ENTRIES PROVIDED.
start

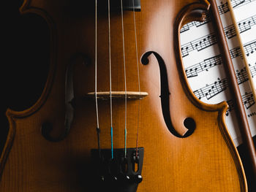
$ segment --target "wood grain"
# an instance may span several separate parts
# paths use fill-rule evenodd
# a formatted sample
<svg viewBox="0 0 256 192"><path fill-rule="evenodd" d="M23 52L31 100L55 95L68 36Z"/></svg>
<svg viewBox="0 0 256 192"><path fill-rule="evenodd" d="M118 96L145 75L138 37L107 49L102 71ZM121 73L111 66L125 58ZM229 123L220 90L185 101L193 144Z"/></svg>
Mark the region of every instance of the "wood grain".
<svg viewBox="0 0 256 192"><path fill-rule="evenodd" d="M64 77L70 58L76 53L84 53L94 60L94 17L86 9L85 9L81 12L71 11L71 1L26 0L20 9L23 13L42 15L50 24L51 72L45 91L34 106L23 112L7 112L10 127L0 159L0 191L94 191L93 183L89 182L91 175L89 162L91 149L97 148L94 102L89 99L76 105L72 129L64 140L50 142L40 131L45 122L53 124L53 132L63 130ZM187 6L191 3L194 4ZM247 191L240 158L225 125L227 104L206 104L197 99L185 78L182 61L176 57L177 30L190 20L188 18L202 16L194 15L192 10L207 6L190 0L141 0L141 7L142 11L135 13L138 54L140 56L153 50L162 57L167 72L173 125L182 135L187 131L184 120L191 118L196 128L186 138L176 137L169 131L159 98L159 64L152 55L148 65L140 64L141 91L148 96L140 101L139 145L145 148L145 155L143 180L138 191ZM132 12L126 12L124 18L127 81L127 91L137 92L132 15ZM176 23L177 20L180 23ZM111 15L110 24L112 86L113 90L124 91L121 25L118 12ZM108 20L102 14L97 32L99 91L109 91L108 31ZM77 64L75 98L94 91L94 74L93 61L86 66ZM136 145L138 105L138 101L127 101L128 147ZM99 103L102 148L110 147L109 107L108 101ZM124 101L113 101L113 109L114 147L123 148Z"/></svg>

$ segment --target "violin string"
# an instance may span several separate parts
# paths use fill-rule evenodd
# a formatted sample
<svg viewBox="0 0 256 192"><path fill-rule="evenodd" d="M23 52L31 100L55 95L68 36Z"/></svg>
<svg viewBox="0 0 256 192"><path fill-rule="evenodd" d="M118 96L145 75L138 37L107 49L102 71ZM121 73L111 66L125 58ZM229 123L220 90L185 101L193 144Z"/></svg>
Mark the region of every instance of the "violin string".
<svg viewBox="0 0 256 192"><path fill-rule="evenodd" d="M114 158L113 149L113 113L112 113L112 78L111 78L111 30L110 30L110 2L108 1L108 50L109 50L109 78L110 78L110 135L111 135L111 157Z"/></svg>
<svg viewBox="0 0 256 192"><path fill-rule="evenodd" d="M127 156L127 72L125 64L125 44L124 44L124 10L123 10L123 0L121 0L121 27L122 27L122 36L123 36L123 56L124 56L124 157Z"/></svg>
<svg viewBox="0 0 256 192"><path fill-rule="evenodd" d="M137 72L138 72L138 84L140 93L140 97L138 101L138 125L137 125L137 139L136 139L136 158L138 158L138 148L139 143L139 128L140 128L140 99L141 99L141 91L140 91L140 68L139 68L139 58L138 52L138 41L137 41L137 28L136 28L136 18L135 18L135 0L132 0L133 4L133 23L135 25L135 47L136 47L136 59L137 59Z"/></svg>
<svg viewBox="0 0 256 192"><path fill-rule="evenodd" d="M100 153L100 140L99 140L99 110L98 110L98 98L97 98L97 0L95 0L95 105L96 105L96 118L97 118L97 132L98 139L99 155Z"/></svg>

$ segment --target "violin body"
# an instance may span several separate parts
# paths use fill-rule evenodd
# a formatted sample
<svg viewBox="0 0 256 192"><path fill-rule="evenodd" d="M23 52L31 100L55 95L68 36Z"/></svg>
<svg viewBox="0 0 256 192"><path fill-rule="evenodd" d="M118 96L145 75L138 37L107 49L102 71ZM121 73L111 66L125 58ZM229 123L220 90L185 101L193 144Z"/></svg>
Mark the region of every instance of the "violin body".
<svg viewBox="0 0 256 192"><path fill-rule="evenodd" d="M0 191L97 191L98 186L91 178L97 167L91 163L91 150L98 147L95 99L86 96L95 86L95 13L81 1L26 0L20 8L23 14L39 14L49 24L51 63L37 103L23 112L7 112L10 130L0 159ZM178 66L178 45L174 43L177 15L195 2L194 6L200 4L192 0L141 0L141 11L135 12L138 53L142 61L148 58L146 65L139 61L140 89L148 95L140 103L128 100L127 108L127 147L135 147L139 124L138 145L144 149L143 180L137 191L247 191L240 158L225 124L227 104L206 104L197 99L180 69L182 66ZM124 91L121 19L120 11L111 12L111 82L115 91ZM138 91L133 12L124 12L124 26L127 91ZM99 13L97 28L97 90L109 91L106 12ZM65 138L50 139L65 131L65 75L71 63L73 120ZM165 85L168 97L162 94ZM99 100L98 106L100 147L110 149L109 99ZM113 99L115 149L124 148L124 100ZM188 118L195 128L183 137ZM43 134L45 123L52 126L49 139Z"/></svg>

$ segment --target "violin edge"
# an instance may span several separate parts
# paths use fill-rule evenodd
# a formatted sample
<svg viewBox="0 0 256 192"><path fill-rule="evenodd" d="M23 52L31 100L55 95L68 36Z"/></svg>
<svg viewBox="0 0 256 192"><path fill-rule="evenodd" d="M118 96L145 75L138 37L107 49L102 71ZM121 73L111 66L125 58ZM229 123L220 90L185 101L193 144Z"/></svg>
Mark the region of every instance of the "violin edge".
<svg viewBox="0 0 256 192"><path fill-rule="evenodd" d="M197 107L205 111L218 111L218 123L219 131L221 131L222 138L224 139L230 153L233 157L236 164L237 174L240 181L241 191L247 192L247 182L245 176L244 169L242 164L238 152L235 146L232 137L225 124L225 112L227 110L227 103L224 101L216 104L206 104L199 100L193 93L188 80L186 76L181 50L181 37L180 31L184 25L194 20L203 21L204 19L203 12L209 11L210 4L208 1L203 1L202 3L192 3L188 4L181 9L176 17L174 26L174 47L176 48L176 65L178 71L180 81L181 82L184 91L188 99Z"/></svg>

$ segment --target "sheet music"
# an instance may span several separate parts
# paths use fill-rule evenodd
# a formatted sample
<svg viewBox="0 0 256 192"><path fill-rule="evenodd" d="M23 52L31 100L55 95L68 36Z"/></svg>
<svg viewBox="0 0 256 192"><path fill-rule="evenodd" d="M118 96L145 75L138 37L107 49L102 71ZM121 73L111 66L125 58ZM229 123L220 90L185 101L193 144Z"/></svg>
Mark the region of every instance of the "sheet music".
<svg viewBox="0 0 256 192"><path fill-rule="evenodd" d="M256 83L256 0L231 0L244 47ZM217 0L232 61L239 85L244 109L252 136L256 134L256 104L248 75L243 64L236 30L226 0ZM208 15L203 23L192 22L181 30L181 53L187 77L194 94L202 101L217 104L226 101L226 124L238 146L241 134L233 101L225 74L220 51Z"/></svg>

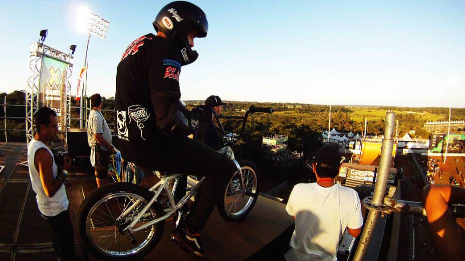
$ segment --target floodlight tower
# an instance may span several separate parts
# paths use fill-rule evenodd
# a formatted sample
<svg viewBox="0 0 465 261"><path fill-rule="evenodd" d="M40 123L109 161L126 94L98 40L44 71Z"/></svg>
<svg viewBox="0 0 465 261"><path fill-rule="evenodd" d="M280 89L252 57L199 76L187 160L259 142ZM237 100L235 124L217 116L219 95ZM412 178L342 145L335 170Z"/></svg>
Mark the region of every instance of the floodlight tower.
<svg viewBox="0 0 465 261"><path fill-rule="evenodd" d="M87 67L87 51L89 50L89 42L90 40L91 34L94 34L98 36L102 39L105 39L106 37L107 31L110 27L110 22L97 16L94 13L91 13L89 16L89 20L87 22L87 44L86 46L86 58L84 60L84 67ZM83 107L83 100L84 98L84 95L87 94L87 70L86 70L86 80L84 82L84 86L81 89L81 103L80 103L80 118L81 119L80 128L82 128L85 126L85 122L86 119L83 118L83 115L87 114L87 113L83 114L85 112L85 108ZM85 107L87 107L87 99L84 104Z"/></svg>
<svg viewBox="0 0 465 261"><path fill-rule="evenodd" d="M458 82L458 79L453 76L449 76L447 78L447 84L449 85L449 88L451 90L455 87ZM447 148L449 147L449 136L450 134L450 110L452 109L452 98L451 94L449 94L449 122L447 122L447 138L445 143L445 154L444 154L444 162L442 164L445 164L445 160L447 158ZM443 142L442 142L443 144Z"/></svg>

end

CHALLENGE. Rewrite the lines above as a numbered list, from the line with "--target floodlight tower" to the line with "Mark the region of every instance of the floodlight", both included, and leave out any blank lines.

ANSWER TO THE PROBLEM.
1. $ segment --target floodlight tower
2. # an instance may span several separate parts
3. # paths use fill-rule evenodd
4. # a formatted sample
5. <svg viewBox="0 0 465 261"><path fill-rule="evenodd" d="M40 123L109 161L126 94L98 40L44 71Z"/></svg>
6. <svg viewBox="0 0 465 261"><path fill-rule="evenodd" d="M280 89L252 57L199 76L187 160L259 142ZM237 100L235 124L217 116L219 95ZM412 178L342 145L335 170Z"/></svg>
7. Mark the region of every instance of the floodlight tower.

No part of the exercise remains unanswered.